What is required: From first entry to last, give the listing again verbatim.

(Beginning of Supplied records)

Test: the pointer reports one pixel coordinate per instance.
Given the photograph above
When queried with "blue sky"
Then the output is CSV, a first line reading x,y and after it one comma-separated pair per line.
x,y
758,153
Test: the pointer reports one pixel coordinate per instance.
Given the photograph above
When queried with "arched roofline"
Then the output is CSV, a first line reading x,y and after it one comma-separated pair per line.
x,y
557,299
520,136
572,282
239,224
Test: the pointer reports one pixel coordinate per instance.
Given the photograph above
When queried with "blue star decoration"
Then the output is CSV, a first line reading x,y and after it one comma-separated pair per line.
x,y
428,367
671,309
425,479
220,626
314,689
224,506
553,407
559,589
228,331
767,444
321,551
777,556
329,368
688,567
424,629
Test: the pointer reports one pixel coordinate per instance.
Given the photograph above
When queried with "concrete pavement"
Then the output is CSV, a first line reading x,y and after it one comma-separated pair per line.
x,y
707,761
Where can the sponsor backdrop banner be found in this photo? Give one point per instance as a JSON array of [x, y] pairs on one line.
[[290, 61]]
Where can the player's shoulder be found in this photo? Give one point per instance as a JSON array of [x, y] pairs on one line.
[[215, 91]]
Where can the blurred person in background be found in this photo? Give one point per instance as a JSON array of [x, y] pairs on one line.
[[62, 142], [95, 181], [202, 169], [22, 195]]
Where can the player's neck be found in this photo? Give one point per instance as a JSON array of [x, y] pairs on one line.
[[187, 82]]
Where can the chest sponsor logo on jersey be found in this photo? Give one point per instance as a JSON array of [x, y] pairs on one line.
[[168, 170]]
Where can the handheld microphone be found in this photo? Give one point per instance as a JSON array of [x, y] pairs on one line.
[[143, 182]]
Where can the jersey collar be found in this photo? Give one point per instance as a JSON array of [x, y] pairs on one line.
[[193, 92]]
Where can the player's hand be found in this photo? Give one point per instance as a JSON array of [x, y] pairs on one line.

(End of Supplied records)

Task response:
Test: the pointer reports one pixel coordinate per instance.
Given the photograph above
When queried with "blue sky"
Then the output is CSV, a first line reading x,y and after it one comma-separated pair per line.
x,y
758,153
Test: the pointer reports one pixel coordinate per instance.
Given the photograph above
When queried with "arched roofline"
Then the output is CSV, a first line reading x,y and after it one comma-separated pair per line.
x,y
557,299
520,136
572,282
239,224
Test: the pointer reports one pixel coordinate per instance.
Given the photograph above
When queried with "blue star decoration"
Then the output is CSV, a first line reading x,y and after it one comma-separated pair per line.
x,y
428,367
671,309
425,479
220,626
314,689
224,506
553,407
559,589
228,331
767,444
321,551
777,556
329,368
688,567
424,629
Test: the pointer reports one pixel coordinate per instance.
Given the photograph above
When queried with "concrete pavement"
Then the output is CSV, a first line reading x,y and after it one comma-separated pair per line.
x,y
707,761
Where can the sponsor backdrop banner be found in this photo? Give one point per instance as a JSON array of [x, y] pairs on one line.
[[290, 61]]
Where can the player's shoulder be found in this photo? Give one point per instance as a JSON array of [x, y] pairs on one line.
[[215, 91]]
Where can the blurred person in background be found in this photo? Give one point per instance as a JSON array of [x, y] pairs on one line.
[[62, 142], [95, 181], [202, 169], [22, 195]]
Where can the player's neck be found in this photo? Give one point per instance as a JSON array of [x, y] pairs on one line.
[[187, 82]]
Where can the chest sponsor logo on jersey be found in this photo? Give one point per instance as a JSON array of [x, y] pairs on one line.
[[168, 170]]
Where can the handheld microphone be found in this photo? Give one point per instance as a JSON array of [x, y] pairs on one line.
[[143, 182]]
Where can the jersey collar be found in this photo? Give one point per instance as a JSON array of [x, y] pairs on one line.
[[193, 92]]
Where can the player's hand be found in this photo? Give one point per instance as a JSON array of [x, y] pairs on one line.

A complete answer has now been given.